The swimming pool at the La Palm Beach Hotel in Accra can only be described as “grand.” Technically, it’s three swimming pools, connected by two bridges and framed by a row of fecund coconut trees (“be aware of falling coconuts!” scream the wooden signs). But it all flows together: the blue-and-white lounge chairs around the pool carefully echo the whites and blues of the pool; with the crashing waves of the Atlantic Ocean in the middle distance, the entire tableau of colors and sounds is carefully built to evoke the beauty of nature, but without the chaos.
On this mild October weekend, a parade of characters gather around the pool: a newly-married couple poses for photographs in full wedding regalia, while hipster couples tan in bikinis just out of frame and fashionable couples push their expensive-looking sunglasses to the top of their heads to take selfies on their smartphones. Children forced into their Sunday Best—who want nothing more than to rip it off, to run and play in the sun, or at least dip their toes in the water—must instead camp out at the family table, while their harried caregiver yells at them to sit upright and to finish their chips, all of their chips.
And then there is me, a too-difficult-for-the-beach book in my hand while I spend more time people watching than I do reading. I stole a weekend at the tail end of the conference because I wanted to rest without the constant buzz of my phone in its hometown. No one here knows me, really, so I hide by the water behind my oversized sunglasses and for the first time in months force myself to think about nothing other than what I see, peeking into the keyhole for small insight into Ghanaian life and society. It almost eleven years since the first time I came to Ghana and I am curious about how the place has changed.

**Data provided:**
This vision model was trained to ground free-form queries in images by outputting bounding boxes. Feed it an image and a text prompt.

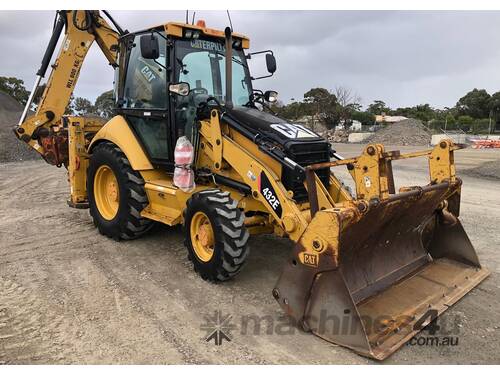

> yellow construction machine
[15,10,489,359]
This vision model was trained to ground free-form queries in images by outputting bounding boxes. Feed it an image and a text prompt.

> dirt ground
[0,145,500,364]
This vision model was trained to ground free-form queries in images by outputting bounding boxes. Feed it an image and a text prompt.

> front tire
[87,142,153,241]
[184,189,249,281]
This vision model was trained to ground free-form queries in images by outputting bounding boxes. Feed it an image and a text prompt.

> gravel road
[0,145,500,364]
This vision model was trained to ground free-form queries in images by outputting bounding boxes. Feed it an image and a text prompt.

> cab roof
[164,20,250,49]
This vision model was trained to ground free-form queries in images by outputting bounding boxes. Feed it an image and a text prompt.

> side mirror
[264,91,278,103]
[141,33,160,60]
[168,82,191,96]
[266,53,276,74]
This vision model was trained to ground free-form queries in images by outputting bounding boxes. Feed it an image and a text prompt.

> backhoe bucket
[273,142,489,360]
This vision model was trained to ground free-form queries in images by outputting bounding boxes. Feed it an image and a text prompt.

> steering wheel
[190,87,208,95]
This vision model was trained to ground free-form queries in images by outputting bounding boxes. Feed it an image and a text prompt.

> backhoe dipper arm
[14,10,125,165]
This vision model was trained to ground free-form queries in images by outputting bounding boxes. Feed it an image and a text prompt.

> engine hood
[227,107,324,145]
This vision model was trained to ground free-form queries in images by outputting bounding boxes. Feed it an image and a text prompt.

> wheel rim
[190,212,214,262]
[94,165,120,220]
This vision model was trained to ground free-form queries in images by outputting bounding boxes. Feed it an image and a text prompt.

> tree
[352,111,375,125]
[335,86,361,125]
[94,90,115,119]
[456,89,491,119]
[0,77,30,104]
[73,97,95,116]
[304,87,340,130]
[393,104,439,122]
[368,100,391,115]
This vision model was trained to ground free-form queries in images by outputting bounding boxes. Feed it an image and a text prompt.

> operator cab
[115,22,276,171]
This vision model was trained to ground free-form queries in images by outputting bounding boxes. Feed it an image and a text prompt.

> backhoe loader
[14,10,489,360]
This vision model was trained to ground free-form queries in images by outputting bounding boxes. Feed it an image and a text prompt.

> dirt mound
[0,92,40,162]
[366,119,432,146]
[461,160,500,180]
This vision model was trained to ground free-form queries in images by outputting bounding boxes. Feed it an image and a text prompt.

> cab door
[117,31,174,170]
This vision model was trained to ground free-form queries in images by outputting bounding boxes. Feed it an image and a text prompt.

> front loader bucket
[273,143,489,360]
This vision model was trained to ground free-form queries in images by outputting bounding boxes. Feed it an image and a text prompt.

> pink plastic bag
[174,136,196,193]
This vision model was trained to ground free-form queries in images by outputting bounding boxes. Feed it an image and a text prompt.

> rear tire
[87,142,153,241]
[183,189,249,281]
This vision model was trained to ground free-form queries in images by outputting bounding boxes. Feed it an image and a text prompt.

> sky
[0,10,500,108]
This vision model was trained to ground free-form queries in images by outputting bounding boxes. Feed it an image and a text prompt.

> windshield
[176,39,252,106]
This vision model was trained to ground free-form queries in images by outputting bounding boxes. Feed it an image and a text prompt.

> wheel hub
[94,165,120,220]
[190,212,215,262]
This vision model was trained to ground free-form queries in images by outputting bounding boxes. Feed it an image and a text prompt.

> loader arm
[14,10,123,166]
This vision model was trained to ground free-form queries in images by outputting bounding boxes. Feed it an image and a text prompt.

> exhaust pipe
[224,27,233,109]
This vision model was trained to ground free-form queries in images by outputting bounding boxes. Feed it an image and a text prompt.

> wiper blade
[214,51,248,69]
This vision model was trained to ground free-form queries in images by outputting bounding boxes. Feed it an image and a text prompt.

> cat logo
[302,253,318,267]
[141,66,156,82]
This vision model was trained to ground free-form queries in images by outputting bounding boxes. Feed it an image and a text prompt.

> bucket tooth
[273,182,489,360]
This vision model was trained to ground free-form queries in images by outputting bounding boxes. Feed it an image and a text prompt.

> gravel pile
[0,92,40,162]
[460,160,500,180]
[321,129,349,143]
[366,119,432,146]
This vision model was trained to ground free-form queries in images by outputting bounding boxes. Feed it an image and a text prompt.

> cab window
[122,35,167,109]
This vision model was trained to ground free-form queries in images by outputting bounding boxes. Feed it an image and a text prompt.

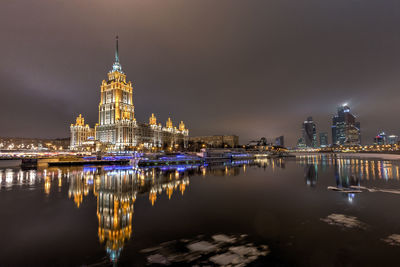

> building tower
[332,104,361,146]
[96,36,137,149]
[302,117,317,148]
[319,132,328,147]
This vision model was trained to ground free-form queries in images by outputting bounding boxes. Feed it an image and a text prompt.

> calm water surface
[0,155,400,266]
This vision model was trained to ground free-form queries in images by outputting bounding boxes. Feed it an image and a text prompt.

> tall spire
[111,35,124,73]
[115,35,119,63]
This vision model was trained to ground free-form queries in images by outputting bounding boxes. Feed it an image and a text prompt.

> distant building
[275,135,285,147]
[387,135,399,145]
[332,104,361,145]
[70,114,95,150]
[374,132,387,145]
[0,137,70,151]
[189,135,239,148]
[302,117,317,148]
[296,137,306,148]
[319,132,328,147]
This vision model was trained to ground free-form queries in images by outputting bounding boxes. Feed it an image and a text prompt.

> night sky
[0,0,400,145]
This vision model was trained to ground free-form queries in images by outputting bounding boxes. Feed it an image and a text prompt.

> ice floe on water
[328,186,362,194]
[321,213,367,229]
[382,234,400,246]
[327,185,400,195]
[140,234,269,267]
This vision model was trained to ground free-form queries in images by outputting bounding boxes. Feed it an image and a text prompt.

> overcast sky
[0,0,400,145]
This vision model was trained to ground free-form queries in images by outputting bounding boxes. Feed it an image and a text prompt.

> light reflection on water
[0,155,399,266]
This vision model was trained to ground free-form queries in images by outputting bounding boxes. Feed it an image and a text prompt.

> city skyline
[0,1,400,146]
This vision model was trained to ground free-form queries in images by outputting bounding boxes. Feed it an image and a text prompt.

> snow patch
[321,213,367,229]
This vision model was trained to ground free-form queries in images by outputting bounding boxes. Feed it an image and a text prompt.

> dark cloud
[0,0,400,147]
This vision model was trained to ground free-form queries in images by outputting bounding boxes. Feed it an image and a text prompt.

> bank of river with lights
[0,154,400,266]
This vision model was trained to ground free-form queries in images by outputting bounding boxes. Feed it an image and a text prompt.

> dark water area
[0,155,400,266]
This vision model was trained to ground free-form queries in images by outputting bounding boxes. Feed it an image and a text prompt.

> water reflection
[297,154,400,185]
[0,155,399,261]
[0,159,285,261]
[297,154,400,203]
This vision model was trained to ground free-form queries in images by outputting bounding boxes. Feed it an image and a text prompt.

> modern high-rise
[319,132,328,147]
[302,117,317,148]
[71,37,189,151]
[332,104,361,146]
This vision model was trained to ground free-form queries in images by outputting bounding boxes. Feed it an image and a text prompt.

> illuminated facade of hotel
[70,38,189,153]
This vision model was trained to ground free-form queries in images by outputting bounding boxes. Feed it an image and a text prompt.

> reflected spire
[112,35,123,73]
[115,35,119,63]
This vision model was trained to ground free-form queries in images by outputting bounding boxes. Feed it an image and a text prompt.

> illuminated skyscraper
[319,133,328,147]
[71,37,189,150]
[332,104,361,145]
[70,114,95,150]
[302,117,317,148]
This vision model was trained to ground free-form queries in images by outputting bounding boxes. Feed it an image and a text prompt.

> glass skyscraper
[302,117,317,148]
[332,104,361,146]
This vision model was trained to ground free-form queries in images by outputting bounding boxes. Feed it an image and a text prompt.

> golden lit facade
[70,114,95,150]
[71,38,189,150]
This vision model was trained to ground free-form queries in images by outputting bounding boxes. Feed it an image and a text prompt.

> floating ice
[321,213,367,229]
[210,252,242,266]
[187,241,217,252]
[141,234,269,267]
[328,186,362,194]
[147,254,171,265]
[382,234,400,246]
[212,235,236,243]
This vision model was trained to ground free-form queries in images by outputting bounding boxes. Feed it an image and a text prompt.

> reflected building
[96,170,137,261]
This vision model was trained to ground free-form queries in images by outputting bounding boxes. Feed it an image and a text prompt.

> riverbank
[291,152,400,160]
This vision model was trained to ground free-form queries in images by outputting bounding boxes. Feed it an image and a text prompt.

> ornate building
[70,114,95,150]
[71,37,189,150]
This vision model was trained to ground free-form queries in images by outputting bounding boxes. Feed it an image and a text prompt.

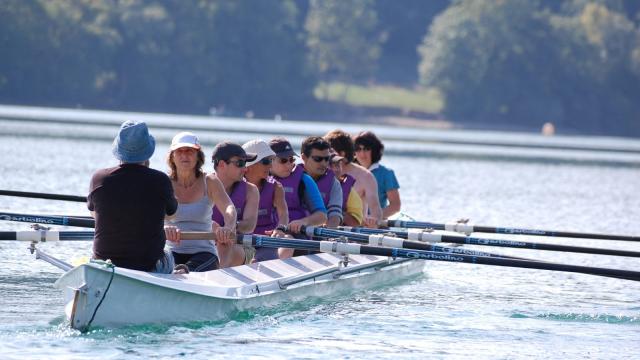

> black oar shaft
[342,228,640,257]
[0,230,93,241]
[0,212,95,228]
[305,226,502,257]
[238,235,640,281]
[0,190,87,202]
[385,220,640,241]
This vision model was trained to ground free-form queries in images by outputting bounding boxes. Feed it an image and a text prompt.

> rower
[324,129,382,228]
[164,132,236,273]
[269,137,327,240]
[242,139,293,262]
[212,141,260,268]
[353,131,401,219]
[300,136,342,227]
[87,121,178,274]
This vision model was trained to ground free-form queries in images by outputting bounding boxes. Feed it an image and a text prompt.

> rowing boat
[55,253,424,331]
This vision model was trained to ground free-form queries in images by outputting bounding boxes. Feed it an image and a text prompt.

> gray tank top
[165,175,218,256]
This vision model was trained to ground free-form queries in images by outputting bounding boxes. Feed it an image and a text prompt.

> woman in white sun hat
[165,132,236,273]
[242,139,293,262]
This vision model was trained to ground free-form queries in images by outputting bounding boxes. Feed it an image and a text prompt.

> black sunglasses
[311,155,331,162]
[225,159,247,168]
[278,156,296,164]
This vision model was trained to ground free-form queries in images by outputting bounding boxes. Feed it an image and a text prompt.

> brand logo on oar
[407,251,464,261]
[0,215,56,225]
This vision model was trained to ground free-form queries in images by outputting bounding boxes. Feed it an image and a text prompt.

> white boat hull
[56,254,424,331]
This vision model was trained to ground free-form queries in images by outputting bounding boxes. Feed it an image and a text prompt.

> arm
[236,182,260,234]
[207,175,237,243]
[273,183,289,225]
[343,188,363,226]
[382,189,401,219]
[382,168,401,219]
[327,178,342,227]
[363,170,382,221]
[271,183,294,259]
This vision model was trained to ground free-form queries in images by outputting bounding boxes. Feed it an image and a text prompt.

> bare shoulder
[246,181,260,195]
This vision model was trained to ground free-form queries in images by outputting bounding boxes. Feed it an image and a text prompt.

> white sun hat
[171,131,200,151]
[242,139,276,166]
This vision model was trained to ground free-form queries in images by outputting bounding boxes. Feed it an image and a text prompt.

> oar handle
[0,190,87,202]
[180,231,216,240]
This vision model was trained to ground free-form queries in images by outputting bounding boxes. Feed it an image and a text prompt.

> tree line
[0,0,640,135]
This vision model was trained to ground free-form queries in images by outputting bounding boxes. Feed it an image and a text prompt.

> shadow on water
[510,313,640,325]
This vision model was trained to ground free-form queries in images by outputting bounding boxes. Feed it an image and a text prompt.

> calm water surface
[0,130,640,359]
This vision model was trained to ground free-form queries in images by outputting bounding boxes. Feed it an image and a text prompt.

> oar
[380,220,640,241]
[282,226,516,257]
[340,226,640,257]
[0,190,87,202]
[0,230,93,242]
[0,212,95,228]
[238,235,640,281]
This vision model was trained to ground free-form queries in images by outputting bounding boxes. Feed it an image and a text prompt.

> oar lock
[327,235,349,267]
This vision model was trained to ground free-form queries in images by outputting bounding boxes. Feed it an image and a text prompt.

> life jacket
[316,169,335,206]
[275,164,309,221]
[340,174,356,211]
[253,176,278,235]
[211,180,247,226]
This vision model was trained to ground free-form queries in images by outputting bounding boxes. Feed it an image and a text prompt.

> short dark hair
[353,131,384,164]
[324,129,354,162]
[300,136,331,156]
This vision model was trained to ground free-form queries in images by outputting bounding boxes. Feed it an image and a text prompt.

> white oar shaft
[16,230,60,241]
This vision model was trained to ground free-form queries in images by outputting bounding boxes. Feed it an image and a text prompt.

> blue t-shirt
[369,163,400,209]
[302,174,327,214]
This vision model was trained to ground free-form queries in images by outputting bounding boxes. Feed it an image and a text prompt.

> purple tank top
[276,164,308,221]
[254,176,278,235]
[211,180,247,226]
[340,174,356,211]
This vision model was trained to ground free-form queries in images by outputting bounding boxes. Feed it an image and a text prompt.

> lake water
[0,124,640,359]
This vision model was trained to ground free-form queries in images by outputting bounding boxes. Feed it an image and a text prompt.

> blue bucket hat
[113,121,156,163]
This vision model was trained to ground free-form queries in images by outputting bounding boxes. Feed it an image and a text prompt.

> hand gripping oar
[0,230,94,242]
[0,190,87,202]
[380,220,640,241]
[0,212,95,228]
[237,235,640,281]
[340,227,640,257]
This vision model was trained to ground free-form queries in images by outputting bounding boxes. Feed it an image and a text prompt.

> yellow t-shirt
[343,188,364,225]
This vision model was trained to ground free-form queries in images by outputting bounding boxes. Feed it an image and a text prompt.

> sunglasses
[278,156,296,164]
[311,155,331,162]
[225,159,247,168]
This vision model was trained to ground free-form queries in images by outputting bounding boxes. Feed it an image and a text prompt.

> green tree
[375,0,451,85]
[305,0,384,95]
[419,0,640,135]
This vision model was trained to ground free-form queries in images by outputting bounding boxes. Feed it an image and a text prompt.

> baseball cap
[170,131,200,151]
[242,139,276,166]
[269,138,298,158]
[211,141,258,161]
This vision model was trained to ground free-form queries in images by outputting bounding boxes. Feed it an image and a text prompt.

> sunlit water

**Stated goal A:** In the passage about the hotel pool in Accra, how many bridges connect the swimming pools?
**Stated goal B:** Reproduce the passage about the hotel pool in Accra from "The swimming pool" to "without the chaos.".
**Stated goal C:** Pick up the passage about the hotel pool in Accra after its final sentence and keep writing.
The entries play no part in this.

**Exercise output A:** Two.

**Exercise output B:**
The swimming pool at the La Palm Beach Hotel in Accra can only be described as “grand.” Technically, it’s three swimming pools, connected by two bridges and framed by a row of fecund coconut trees (“be aware of falling coconuts!” scream the wooden signs). But it all flows together: the blue-and-white lounge chairs around the pool carefully echo the whites and blues of the pool; with the crashing waves of the Atlantic Ocean in the middle distance, the entire tableau of colors and sounds is carefully built to evoke the beauty of nature, but without the chaos.

**Exercise output C:**
But this will not be one of those essays that makes sweeping generalisations about Ghanaian politics and society after two days poolside in a hotel in Accra. Quite the opposite. The book I’m reading is Hannah Arendt’s A Life of the Mind, in which she encourages thinking for its own sake: instead of chasing a meditative state which leads to some deep realization—some truth—Arendt invites us to test the flavour of ideas for no other reason than that we can, as a proof that we exist and are able to.
And despite the careful architecture of the place, there is no particular truth in the tableau created by a swimming pool and the people interacting with it, I decide. It’s built to be a backdrop for a particular kind of image, but there’s no snapshot I want to take away from it, no selfie for a story about Ghana, about the dynamics of race, class or gender. Instead, the art of this pool is constantly in motion, waves of public performance, each a ripple of existence, of visibility, of personhood. It is an invitation to think, and I take it.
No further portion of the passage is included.